## Selected text:
========
THE RADIOLOGY OF SUICIDE BOMBING TERRORISM

By Louis Rene Beres, Ph.D. and Michael L. Messing, M.D.

What, exactly, does the Palestinian suicide bomber really seek?
 
Above all, he wants to transform pain into power. In maiming, burning and exploding Israeli men, women and children, this terrorist has already learned from the torturer. He reasons that pain, to be purposeful, must point convincingly toward the victim's death, but that even "survivors" must suffer terribly.
In the fashion of the torturer, the Palestinian suicide bomber takes what is usually private and incommunicable, the pain contained within the boundaries of the sufferer's own body, and exploits it to
affect the behaviour of others. A grotesque form of theatre that draws political power from the innermost depths of privacy, suicide bombing terrorism manipulates and amplifies pain within the individual
victim's body for the express purpose of influencing others who live outside that body.
Violating the inviolable, it declares with unspeakable cruelty that everyone's most personal horror can be made public.
========
## Entries provided:
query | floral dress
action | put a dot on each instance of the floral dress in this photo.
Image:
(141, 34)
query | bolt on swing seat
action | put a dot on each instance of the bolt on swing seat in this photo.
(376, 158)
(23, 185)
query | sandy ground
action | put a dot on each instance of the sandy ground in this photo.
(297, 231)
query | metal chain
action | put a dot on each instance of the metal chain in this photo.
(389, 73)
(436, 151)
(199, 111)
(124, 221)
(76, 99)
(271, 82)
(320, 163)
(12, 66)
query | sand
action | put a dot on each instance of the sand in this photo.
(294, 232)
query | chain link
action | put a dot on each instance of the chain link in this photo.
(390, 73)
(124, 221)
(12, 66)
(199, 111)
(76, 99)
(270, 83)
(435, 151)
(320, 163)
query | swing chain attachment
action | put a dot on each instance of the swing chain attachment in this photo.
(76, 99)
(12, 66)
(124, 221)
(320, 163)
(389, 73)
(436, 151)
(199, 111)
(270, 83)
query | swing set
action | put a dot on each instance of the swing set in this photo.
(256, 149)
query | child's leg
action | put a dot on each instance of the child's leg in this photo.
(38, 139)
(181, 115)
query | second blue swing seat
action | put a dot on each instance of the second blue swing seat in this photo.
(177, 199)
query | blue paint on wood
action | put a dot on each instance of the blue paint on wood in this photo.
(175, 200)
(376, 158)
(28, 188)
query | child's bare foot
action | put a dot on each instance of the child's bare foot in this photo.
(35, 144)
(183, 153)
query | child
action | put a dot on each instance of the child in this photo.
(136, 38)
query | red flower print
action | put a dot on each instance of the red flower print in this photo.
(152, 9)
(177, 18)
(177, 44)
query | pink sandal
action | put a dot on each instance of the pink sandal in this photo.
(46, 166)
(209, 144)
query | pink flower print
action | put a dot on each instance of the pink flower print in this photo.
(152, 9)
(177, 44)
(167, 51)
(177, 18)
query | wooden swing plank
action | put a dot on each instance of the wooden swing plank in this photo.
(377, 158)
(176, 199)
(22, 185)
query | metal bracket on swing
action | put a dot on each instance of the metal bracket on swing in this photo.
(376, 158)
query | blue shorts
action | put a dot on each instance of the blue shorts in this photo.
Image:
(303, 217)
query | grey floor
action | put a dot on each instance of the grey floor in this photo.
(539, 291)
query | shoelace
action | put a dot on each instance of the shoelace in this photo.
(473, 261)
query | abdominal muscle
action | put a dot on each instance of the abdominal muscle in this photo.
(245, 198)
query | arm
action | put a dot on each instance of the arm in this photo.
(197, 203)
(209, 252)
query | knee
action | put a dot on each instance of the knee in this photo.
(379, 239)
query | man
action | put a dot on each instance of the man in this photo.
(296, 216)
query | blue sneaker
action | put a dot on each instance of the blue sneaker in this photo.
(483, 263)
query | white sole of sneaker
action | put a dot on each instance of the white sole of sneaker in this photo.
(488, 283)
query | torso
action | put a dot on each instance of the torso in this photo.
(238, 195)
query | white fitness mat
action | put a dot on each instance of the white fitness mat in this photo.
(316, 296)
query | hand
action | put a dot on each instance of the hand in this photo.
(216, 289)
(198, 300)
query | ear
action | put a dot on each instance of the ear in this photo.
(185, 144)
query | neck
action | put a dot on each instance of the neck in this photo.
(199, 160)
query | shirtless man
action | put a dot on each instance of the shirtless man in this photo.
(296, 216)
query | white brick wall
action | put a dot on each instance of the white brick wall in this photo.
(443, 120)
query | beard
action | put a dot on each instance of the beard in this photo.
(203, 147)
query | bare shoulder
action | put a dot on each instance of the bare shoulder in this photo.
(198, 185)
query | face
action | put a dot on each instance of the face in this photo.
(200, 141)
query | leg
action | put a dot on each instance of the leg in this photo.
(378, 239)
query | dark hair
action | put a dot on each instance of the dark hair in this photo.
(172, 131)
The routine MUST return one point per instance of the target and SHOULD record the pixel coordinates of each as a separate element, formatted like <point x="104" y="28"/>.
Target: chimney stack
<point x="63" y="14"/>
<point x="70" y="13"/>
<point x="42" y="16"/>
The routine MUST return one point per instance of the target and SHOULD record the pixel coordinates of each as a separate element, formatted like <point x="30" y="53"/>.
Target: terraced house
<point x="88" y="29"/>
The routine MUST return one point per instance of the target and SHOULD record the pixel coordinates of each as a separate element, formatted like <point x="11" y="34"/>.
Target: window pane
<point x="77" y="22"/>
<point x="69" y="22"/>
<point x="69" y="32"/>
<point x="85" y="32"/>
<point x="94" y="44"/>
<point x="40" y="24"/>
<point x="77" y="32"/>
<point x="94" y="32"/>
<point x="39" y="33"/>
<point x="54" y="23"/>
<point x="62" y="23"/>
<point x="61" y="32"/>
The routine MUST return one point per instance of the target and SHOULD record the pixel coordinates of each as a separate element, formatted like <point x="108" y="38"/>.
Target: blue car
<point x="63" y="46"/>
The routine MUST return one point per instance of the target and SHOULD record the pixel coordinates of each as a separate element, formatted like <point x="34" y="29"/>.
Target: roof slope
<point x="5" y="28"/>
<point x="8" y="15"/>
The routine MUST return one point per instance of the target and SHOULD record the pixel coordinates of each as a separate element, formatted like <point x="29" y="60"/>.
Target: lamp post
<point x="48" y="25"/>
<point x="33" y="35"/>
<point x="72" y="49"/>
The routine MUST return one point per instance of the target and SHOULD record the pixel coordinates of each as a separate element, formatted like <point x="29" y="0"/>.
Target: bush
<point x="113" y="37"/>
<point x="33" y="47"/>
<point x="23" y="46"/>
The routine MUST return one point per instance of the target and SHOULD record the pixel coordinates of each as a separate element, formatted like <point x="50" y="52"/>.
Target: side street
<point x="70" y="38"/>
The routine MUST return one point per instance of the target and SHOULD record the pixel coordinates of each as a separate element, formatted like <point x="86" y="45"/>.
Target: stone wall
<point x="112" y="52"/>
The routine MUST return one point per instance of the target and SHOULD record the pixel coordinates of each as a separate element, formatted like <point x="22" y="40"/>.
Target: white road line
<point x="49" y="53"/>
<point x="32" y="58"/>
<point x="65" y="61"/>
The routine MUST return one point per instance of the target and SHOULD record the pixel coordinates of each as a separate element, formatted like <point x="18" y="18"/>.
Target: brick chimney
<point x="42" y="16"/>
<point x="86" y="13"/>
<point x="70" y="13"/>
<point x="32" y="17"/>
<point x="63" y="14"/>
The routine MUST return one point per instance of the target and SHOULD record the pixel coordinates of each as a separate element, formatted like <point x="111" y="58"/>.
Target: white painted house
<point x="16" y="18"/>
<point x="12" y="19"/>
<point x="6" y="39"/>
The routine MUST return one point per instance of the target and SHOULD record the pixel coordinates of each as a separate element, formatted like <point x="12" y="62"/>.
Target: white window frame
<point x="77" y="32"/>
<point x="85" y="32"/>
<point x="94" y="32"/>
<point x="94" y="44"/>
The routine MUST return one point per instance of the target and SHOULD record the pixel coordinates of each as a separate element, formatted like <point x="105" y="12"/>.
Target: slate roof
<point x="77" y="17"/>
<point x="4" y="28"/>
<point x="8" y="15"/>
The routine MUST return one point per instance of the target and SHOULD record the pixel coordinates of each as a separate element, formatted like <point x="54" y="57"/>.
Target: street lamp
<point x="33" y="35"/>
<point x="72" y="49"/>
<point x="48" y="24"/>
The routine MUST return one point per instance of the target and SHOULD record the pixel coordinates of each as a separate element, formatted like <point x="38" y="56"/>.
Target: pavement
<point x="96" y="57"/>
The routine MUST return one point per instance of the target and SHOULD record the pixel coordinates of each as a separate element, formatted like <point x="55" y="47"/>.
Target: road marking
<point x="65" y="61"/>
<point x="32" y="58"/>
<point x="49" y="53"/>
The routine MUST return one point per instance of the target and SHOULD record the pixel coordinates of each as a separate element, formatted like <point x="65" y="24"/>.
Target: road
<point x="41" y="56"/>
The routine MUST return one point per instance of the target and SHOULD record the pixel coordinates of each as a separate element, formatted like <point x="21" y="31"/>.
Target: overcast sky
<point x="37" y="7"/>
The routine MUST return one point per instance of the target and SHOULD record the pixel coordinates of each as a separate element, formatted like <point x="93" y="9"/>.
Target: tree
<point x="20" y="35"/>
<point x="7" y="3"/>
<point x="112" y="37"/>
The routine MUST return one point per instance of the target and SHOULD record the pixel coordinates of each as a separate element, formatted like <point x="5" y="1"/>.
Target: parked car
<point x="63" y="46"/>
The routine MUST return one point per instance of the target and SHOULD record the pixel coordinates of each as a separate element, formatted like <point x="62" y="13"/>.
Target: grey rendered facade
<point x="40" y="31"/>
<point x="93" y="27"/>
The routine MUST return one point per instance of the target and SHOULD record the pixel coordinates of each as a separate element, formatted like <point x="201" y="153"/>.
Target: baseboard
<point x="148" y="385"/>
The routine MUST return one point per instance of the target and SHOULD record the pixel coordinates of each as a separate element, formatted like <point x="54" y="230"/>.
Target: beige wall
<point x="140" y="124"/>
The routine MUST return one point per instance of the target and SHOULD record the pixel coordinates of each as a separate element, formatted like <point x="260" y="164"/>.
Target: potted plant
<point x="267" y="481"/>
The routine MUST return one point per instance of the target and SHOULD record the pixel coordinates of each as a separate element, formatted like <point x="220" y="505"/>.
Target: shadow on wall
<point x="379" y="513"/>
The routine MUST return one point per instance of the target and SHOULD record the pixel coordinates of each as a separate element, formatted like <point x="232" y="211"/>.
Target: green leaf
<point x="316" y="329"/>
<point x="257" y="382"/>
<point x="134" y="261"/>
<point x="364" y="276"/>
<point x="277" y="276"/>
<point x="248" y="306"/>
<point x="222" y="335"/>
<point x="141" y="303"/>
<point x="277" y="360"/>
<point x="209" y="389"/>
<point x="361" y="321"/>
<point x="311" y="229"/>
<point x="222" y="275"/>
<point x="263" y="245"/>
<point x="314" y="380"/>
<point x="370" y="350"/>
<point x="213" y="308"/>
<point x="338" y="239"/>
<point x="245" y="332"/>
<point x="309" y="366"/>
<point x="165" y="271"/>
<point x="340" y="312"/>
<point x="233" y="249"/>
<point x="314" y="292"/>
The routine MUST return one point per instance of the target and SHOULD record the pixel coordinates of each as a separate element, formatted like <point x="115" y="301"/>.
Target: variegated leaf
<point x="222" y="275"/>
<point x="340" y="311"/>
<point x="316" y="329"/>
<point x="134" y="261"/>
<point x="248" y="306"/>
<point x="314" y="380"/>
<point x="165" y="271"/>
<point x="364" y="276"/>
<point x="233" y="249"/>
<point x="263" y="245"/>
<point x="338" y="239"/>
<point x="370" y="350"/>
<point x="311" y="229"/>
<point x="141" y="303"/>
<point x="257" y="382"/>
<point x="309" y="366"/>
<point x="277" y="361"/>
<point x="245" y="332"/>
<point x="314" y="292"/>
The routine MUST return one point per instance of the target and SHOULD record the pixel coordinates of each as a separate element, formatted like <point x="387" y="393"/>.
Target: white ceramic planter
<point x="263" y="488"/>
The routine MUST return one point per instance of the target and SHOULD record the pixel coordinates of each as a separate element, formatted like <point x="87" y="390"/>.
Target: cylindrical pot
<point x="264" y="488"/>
========
## Actions to take:
A - The piece on suicide bombing terrorism names three acts the bomber inflicts on Israeli men, women and children. List them.
B - Repeat the stretch of the suicide bombing piece from "THE RADIOLOGY OF" through "bomber really seek?".
C - Go on with the piece on suicide bombing terrorism from its last sentence.
The lines have nothing to do with the piece on suicide bombing terrorism.

## Results:
A - maiming, burning, exploding

B -
THE RADIOLOGY OF SUICIDE BOMBING TERRORISM

By Louis Rene Beres, Ph.D. and Michael L. Messing, M.D.

What, exactly, does the Palestinian suicide bomber really seek?

C -
Consider the personal horror. During the routine rotation of a radiologist in a busy city hospital, the variety of patient problems (e.g.,pneumonia, broken wrists, heart failure, abdominal pain, pregnancy, etc) reveal just another difficult workday.
But things are now very different in Shaare Zedek and Hadassah Hospitals in Jerusalem, and in many
other hospitals scattered across Israel. With the latest wave of suicide bombings, unique and hideous trauma, evident on radiographic images, has become a "regular" part of the Israeli physician's daily
practice.
X-rays of suicide bombing victims often show hundreds of metallic fragments, ranging in size from millimetres to whole nails, grotesquely embedded in the victims' bodies - literally from head to foot. What had been created originally for constructive purposes has been transformed by Arab terrorists into the very deadliest of destructive projectiles.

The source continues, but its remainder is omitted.